▸ Testo fornito
____
La Puglia conta 60 milioni di piante di ulivo, il 32% degli ettari coltivati ad ulivo in Italia, ed il 38% della produzione nazionale di olio di oliva: è, pertanto, la regione maggiormente esposta ai pericoli delle mutate e svantaggiose condizioni di mercato, che si accentueranno con la liberalizzazione mondiale degli scambi, a partire da quest'anno. In questa situazione come si presenta l'apparato produttivo regionale e come si è attrezzato per competere sui mercati?

Le strade percorse hanno seguito direzioni diverse: da una parte si riscontra una olivicoltura competitiva ed  al passo con i tempi, dinamica ed intensiva, condotta da imprenditori attivi e capaci, impegnatisi nel corso degli anni nel rinnovo degli impianti e delle forme di allevamento, nella diversificazione varietale, nel miglioramento della qualità del prodotto, facendo ricorso all'irrigazione per incrementare e stabilizzare la produzione, alla razionale concimazione, meccanizzando le principali operazioni culturali per abbattere i costi.

In tale ambito le punte più avanzate sono rappresentate dalle numerosissime aziende olivicole, condotte da imprenditori-proprietari, che trasformano in proprio le olive, in frantoi aziendali, immettendo direttamente sul mercato, in confezioni con un proprio marchio, l'olio extra-vergine d'oliva prodotto ed etichettato con la Dop di appartenenza. Il quantitativo così avviato al consumo, che comprende altri tipi di oli extra-vergine di nicchia (di fattoria, biologico, monovarietale, etc ), rappresenta, tuttavia, una frazione modesta del totale della produzione regionale.

Il 'grosso' della produzione olivicola, maggiormente esposta alla concorrenza internazionale, viene ottenuta in aziende di piccola dimensione, condotte da coltivatori diretti proprietari, in gran parte pensionati, che si avvalgono di manodopera familiare, specie durante le operazioni di raccolta, per contenere i costi, oppure, da piccoli proprietari, coltivatori part-time, che traggono dall'oliveto redditi integrativi a quelli ottenuti in altre attività.
____
▸ Materiale fornito
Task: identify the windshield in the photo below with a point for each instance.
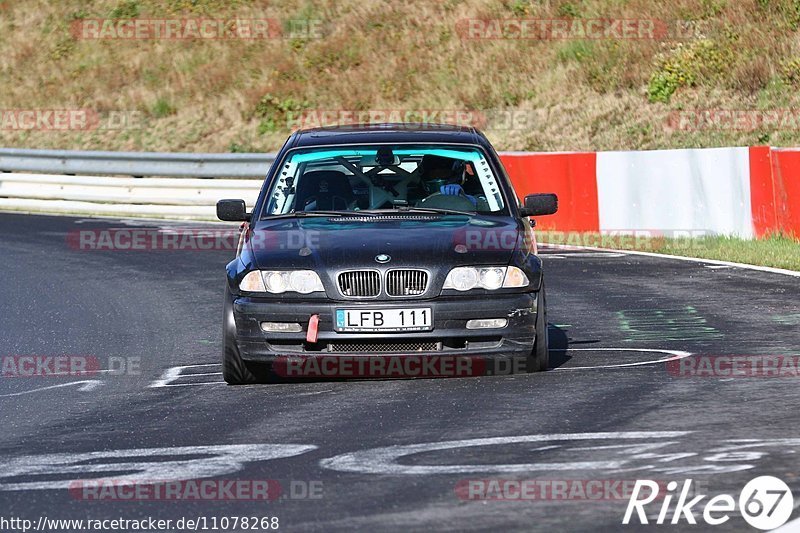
____
▸ Consegne
1. Secondo il testo sull'olivicoltura pugliese, quale quota della produzione nazionale di olio di oliva proviene dalla Puglia?
2. Trascrivi dal testo sull'olivicoltura pugliese il passo che comincia con "Le strade percorse" e termina con "abbattere i costi.".
Il materiale non ha alcun legame con il testo.

▸ Soluzioni
1. Il 38%.

2.
Le strade percorse hanno seguito direzioni diverse: da una parte si riscontra una olivicoltura competitiva ed  al passo con i tempi, dinamica ed intensiva, condotta da imprenditori attivi e capaci, impegnatisi nel corso degli anni nel rinnovo degli impianti e delle forme di allevamento, nella diversificazione varietale, nel miglioramento della qualità del prodotto, facendo ricorso all'irrigazione per incrementare e stabilizzare la produzione, alla razionale concimazione, meccanizzando le principali operazioni culturali per abbattere i costi.